→ **WHAT IS NEEDED**
Print only the lines running from the line with "# place a dot on each instance of the shoreline, pixel" to the final line below, both included, exactly as written and without the pictures.

*** Opening of RECORDS TO PROCESS ***

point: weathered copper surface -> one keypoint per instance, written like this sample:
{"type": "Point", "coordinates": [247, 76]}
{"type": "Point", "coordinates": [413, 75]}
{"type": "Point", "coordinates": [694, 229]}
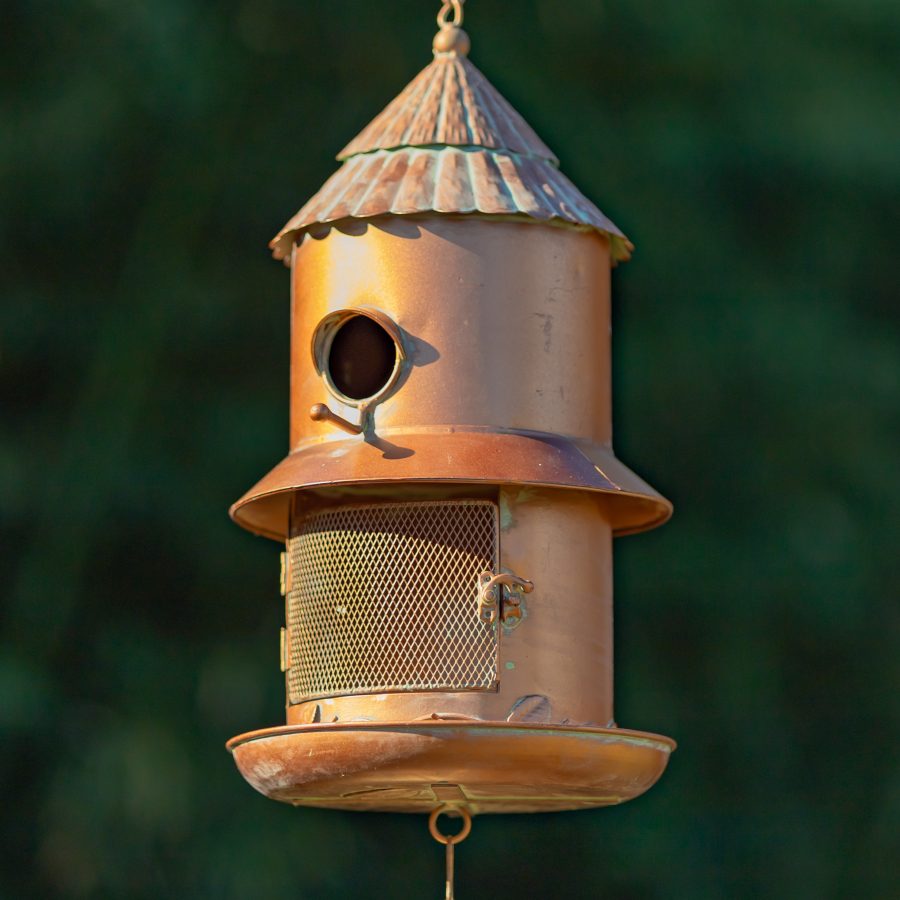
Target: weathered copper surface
{"type": "Point", "coordinates": [415, 767]}
{"type": "Point", "coordinates": [487, 388]}
{"type": "Point", "coordinates": [449, 102]}
{"type": "Point", "coordinates": [505, 374]}
{"type": "Point", "coordinates": [450, 180]}
{"type": "Point", "coordinates": [554, 667]}
{"type": "Point", "coordinates": [532, 459]}
{"type": "Point", "coordinates": [450, 143]}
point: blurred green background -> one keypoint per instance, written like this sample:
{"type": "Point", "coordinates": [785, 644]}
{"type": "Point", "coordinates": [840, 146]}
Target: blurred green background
{"type": "Point", "coordinates": [148, 150]}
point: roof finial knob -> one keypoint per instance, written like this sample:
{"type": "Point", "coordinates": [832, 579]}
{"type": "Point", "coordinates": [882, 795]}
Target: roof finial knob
{"type": "Point", "coordinates": [451, 38]}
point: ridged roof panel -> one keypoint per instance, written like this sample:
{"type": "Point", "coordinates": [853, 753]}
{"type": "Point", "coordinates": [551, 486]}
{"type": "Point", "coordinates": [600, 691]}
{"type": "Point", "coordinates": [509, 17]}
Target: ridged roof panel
{"type": "Point", "coordinates": [449, 143]}
{"type": "Point", "coordinates": [449, 180]}
{"type": "Point", "coordinates": [449, 103]}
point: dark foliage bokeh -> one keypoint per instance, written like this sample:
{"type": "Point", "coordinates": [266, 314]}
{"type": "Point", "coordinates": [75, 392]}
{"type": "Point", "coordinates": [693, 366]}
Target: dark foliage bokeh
{"type": "Point", "coordinates": [148, 150]}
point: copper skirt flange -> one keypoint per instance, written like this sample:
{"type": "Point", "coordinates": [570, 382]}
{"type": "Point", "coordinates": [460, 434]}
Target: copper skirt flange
{"type": "Point", "coordinates": [487, 767]}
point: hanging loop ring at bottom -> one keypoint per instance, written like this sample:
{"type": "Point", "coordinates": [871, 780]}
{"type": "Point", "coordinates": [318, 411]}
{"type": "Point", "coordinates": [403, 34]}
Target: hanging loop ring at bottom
{"type": "Point", "coordinates": [450, 838]}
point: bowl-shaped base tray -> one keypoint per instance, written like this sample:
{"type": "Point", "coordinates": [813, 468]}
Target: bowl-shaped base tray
{"type": "Point", "coordinates": [415, 767]}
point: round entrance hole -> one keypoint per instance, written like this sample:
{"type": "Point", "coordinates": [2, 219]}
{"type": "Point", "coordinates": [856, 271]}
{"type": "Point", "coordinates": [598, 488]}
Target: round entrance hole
{"type": "Point", "coordinates": [362, 358]}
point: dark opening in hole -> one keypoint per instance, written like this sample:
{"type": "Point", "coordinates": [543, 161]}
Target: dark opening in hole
{"type": "Point", "coordinates": [361, 358]}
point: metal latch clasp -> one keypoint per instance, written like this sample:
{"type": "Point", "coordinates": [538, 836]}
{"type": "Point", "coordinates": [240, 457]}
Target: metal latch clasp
{"type": "Point", "coordinates": [500, 596]}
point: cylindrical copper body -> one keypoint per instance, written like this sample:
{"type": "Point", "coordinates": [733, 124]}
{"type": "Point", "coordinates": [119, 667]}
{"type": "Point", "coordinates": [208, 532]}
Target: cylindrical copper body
{"type": "Point", "coordinates": [506, 323]}
{"type": "Point", "coordinates": [486, 454]}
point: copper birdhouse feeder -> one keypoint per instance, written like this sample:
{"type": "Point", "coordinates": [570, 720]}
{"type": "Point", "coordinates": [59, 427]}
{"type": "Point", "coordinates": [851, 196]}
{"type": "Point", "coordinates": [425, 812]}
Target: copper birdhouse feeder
{"type": "Point", "coordinates": [451, 494]}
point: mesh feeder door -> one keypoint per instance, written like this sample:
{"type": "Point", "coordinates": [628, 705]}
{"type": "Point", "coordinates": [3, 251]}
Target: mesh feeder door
{"type": "Point", "coordinates": [384, 598]}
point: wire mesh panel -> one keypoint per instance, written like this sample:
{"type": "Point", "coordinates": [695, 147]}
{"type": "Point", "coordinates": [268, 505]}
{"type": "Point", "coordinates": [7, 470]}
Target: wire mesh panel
{"type": "Point", "coordinates": [384, 598]}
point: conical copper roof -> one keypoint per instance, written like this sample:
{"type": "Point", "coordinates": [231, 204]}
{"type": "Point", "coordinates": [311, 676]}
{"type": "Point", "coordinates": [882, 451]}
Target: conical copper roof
{"type": "Point", "coordinates": [449, 143]}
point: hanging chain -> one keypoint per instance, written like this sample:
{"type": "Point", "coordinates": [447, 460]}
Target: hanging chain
{"type": "Point", "coordinates": [450, 840]}
{"type": "Point", "coordinates": [451, 5]}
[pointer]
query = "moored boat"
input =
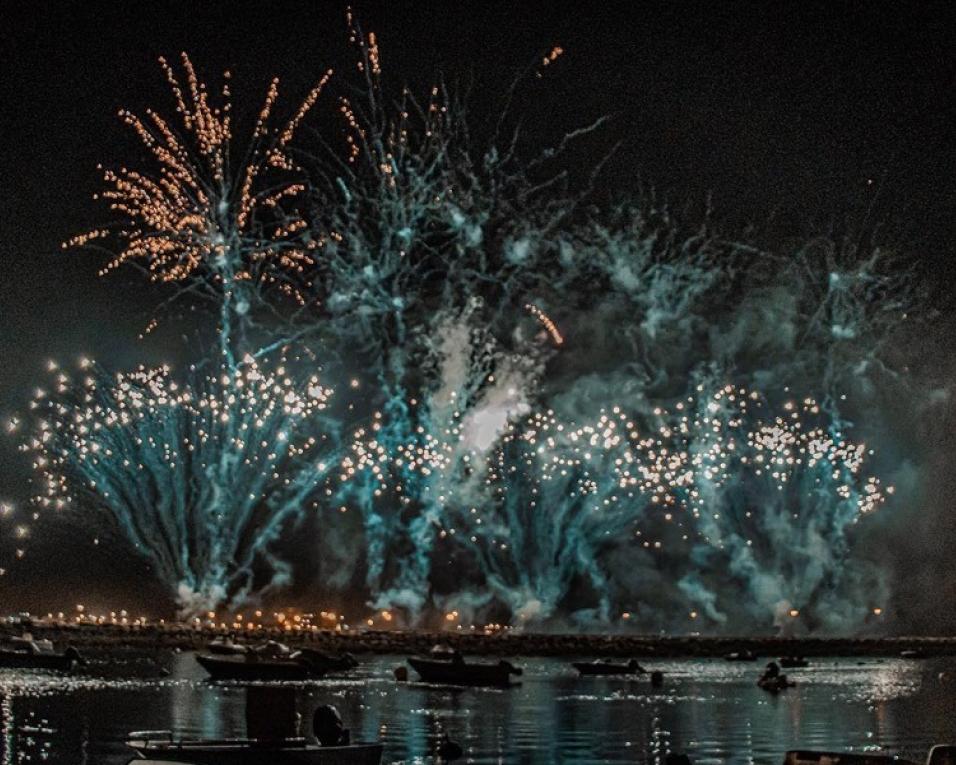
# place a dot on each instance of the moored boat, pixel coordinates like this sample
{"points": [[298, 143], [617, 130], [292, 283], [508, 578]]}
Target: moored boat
{"points": [[459, 672], [158, 746], [608, 668], [793, 662], [226, 646], [273, 661], [775, 684], [741, 656], [26, 653]]}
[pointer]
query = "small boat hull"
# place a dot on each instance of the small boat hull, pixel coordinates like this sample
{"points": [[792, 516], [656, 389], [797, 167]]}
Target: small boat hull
{"points": [[806, 757], [246, 752], [775, 684], [603, 669], [250, 667], [460, 673], [741, 656], [60, 662], [794, 662]]}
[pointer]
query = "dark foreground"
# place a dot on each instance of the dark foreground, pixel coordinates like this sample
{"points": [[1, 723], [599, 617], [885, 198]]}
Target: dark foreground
{"points": [[158, 637], [710, 709]]}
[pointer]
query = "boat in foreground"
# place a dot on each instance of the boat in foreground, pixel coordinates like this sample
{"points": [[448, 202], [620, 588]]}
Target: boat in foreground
{"points": [[159, 747], [608, 668], [26, 653]]}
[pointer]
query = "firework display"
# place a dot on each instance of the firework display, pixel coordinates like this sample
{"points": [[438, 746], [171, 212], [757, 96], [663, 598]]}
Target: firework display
{"points": [[563, 411]]}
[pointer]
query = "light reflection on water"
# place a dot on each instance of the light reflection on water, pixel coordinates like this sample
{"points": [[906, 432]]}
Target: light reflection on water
{"points": [[710, 709]]}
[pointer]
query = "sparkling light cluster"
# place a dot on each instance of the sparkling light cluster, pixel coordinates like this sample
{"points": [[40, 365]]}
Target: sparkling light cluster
{"points": [[552, 497], [201, 476]]}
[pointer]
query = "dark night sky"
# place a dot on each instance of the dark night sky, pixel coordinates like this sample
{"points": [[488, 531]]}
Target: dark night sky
{"points": [[792, 109]]}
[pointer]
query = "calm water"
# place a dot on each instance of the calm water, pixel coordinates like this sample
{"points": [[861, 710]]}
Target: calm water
{"points": [[710, 709]]}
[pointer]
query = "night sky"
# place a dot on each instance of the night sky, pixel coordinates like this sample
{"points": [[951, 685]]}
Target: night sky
{"points": [[812, 113]]}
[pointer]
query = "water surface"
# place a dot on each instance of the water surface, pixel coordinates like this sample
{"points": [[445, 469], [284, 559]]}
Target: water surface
{"points": [[709, 709]]}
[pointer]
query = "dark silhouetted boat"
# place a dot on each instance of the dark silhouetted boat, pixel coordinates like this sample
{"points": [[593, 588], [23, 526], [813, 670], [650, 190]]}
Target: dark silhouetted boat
{"points": [[793, 662], [775, 684], [227, 646], [26, 653], [159, 747], [741, 656], [456, 671], [941, 754], [273, 661], [608, 668]]}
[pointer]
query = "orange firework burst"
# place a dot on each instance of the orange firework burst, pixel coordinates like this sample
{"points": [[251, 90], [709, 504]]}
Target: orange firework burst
{"points": [[198, 215], [546, 322]]}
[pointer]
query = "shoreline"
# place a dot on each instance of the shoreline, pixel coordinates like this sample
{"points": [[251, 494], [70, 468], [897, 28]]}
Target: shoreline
{"points": [[152, 638]]}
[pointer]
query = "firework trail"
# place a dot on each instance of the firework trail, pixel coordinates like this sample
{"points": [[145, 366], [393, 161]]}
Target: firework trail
{"points": [[495, 319], [201, 477]]}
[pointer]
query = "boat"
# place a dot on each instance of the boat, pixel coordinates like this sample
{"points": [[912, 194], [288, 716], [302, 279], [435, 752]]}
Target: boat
{"points": [[159, 747], [741, 656], [608, 668], [26, 653], [793, 662], [457, 671], [940, 754], [273, 661], [775, 684], [226, 646]]}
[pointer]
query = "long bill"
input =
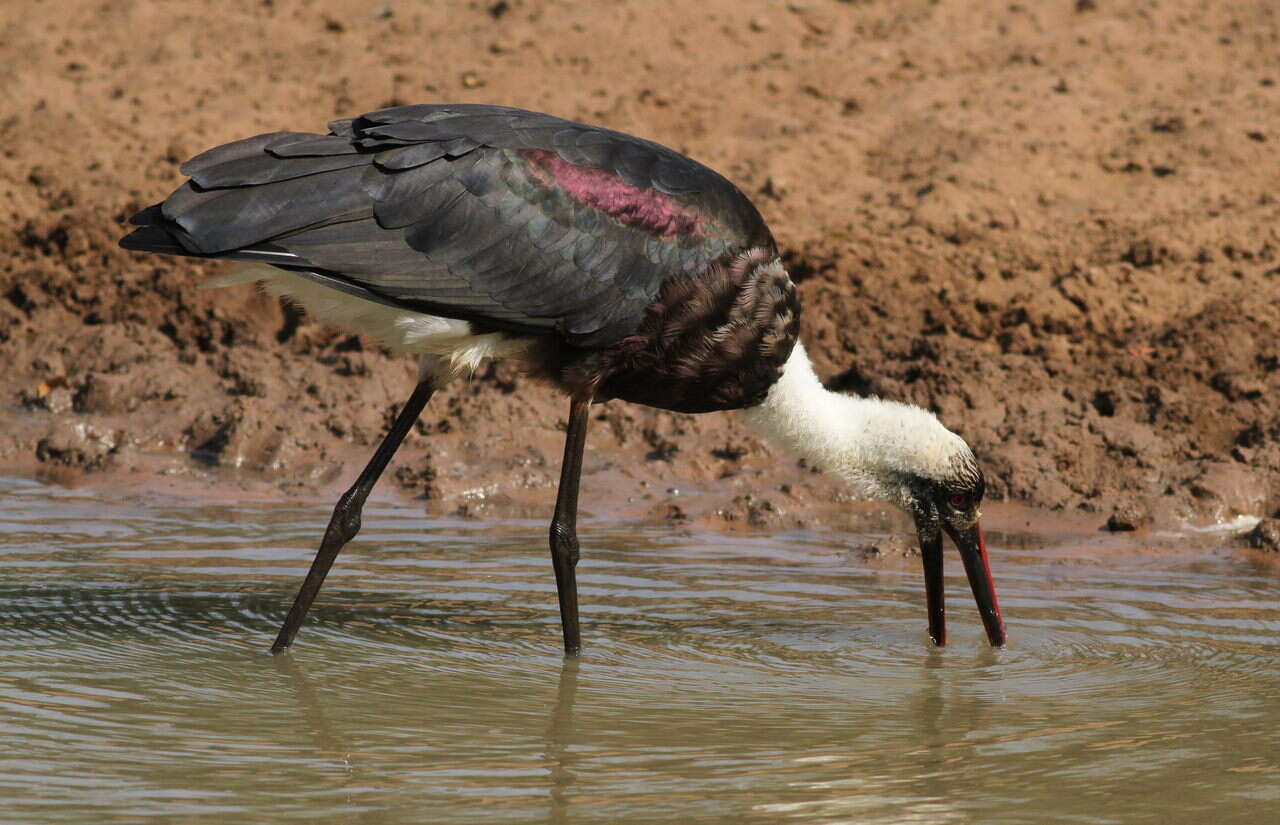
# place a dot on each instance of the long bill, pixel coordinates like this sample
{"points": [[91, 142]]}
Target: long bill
{"points": [[973, 553]]}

*** Close of RECORDS TO PROCESS ***

→ **ANSWER TO THIS TASK**
# place a dot on each instance of the shoreline, pixel coordinates like this sample
{"points": [[251, 494], [70, 468], [897, 28]]}
Target: shoreline
{"points": [[152, 638]]}
[pointer]
query = "firework trail"
# place a dot on each instance of the firework trail, pixel coordinates like this sample
{"points": [[145, 366], [393, 161]]}
Target: firework trail
{"points": [[495, 319], [201, 477]]}
[pointer]
query = "boat"
# place a dot on each instance of the boat, pixel coordinates like this sample
{"points": [[912, 194], [288, 716], [302, 279], [435, 752]]}
Target: boat
{"points": [[159, 747], [741, 656], [608, 668], [26, 653], [793, 662], [457, 671], [940, 754], [273, 661], [775, 684], [226, 646]]}
[pointer]
query = "long bill"
input =
# place a dot on each instance of the long bill, pixel coordinates like this sample
{"points": [[91, 142]]}
Target: long bill
{"points": [[973, 553]]}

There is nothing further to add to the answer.